STATED GOAL:
Every record here should be printed again exactly.

RECORDED DATA:
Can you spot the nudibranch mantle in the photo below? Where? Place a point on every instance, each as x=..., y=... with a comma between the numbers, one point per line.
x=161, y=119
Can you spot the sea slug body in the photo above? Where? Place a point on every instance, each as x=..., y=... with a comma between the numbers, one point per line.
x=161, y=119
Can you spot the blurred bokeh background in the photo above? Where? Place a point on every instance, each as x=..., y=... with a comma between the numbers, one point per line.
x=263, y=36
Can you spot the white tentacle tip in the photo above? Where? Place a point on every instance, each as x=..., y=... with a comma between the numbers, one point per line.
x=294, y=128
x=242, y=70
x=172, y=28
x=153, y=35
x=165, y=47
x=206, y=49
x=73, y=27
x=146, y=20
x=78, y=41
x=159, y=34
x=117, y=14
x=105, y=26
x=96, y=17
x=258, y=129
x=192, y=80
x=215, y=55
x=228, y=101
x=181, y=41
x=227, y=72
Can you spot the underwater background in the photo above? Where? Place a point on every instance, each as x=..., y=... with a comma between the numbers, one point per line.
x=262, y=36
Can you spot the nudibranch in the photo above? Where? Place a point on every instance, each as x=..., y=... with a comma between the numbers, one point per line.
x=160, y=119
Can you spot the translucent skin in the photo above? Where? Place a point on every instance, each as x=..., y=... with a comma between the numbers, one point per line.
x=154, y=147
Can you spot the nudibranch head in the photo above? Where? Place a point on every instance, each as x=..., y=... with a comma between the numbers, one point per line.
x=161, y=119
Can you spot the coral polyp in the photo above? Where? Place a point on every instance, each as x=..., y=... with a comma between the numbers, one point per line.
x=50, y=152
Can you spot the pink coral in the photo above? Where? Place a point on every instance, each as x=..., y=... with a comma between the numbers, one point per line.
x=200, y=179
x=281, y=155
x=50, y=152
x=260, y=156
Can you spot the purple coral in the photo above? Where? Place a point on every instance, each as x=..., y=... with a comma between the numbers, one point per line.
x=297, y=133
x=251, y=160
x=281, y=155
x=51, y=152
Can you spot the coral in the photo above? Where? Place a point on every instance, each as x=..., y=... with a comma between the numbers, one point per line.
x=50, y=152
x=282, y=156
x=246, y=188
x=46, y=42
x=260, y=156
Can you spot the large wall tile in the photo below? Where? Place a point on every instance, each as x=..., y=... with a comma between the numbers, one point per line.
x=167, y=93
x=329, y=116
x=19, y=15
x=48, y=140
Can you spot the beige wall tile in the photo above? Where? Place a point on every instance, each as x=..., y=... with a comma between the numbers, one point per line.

THE COMPLETED TASK:
Can you spot the nudibranch mantle in the photo below? Where? Place a point on every instance, each as x=..., y=... with a comma between the numbers, one point per line.
x=161, y=119
Can you spot the sea slug body in the photo above? Where? Place a point on every instance, each as x=..., y=... with a comma between the numbers, one point per line.
x=161, y=119
Can you spot the blurred bokeh background in the photo above? Where? Place a point on every instance, each as x=..., y=... with a comma between the numbers, one point per line.
x=263, y=36
Can you spot the white tentacle tip in the photo above? Where? Place a point on every instance, each as x=..., y=... with a comma between the numbers, one point per line.
x=294, y=128
x=242, y=70
x=172, y=28
x=153, y=35
x=165, y=47
x=206, y=49
x=73, y=27
x=146, y=20
x=78, y=41
x=159, y=34
x=117, y=14
x=105, y=26
x=96, y=17
x=258, y=129
x=192, y=80
x=215, y=55
x=228, y=101
x=181, y=41
x=227, y=72
Can you spot the underwater background in the photo above? Where? Place a point on every instance, each as x=..., y=... with a comma between the numbers, one point per line.
x=262, y=36
Can you spot the nudibranch in the photo above? Where? Place a point on every instance, each as x=..., y=... with a comma between the numbers, one point per line.
x=160, y=119
Can you spot the translucent skin in the photo above? Where? Place a point on every instance, each as x=..., y=... with a comma between the numbers, one point per line.
x=154, y=147
Can you spot the nudibranch head in the photo above? Where? Place a point on every instance, each as x=..., y=... with a comma between the numbers, one point per line.
x=161, y=119
Can you spot the coral polyp in the photo above? Where? Place a point on every instance, each as x=..., y=... with a comma between the numbers, one point per line.
x=50, y=152
Can you spot the pink coral in the photo above? Where? Place a point on every instance, each as x=..., y=... with a comma between the numbers, one point per line.
x=200, y=179
x=281, y=155
x=50, y=152
x=260, y=156
Can you spot the purple coral in the photo above? Where? Place a point on every instance, each as x=..., y=... with a comma between the numbers, one point per line.
x=297, y=133
x=251, y=160
x=281, y=155
x=51, y=152
Can you spot the coral in the photo above? Where? Place a point on every instance, each as x=..., y=... with a comma between the numbers, one point per line.
x=50, y=152
x=282, y=156
x=246, y=188
x=46, y=42
x=260, y=156
Can you spot the large wall tile in the photo below? Where? Place a point on every instance, each as x=..., y=... with a comma between the numbers, one point per line.
x=167, y=93
x=329, y=116
x=19, y=15
x=48, y=140
Can you spot the beige wall tile in the photo above? Where? Place a point on every instance, each as x=..., y=... with a comma between the numbers, one point per line.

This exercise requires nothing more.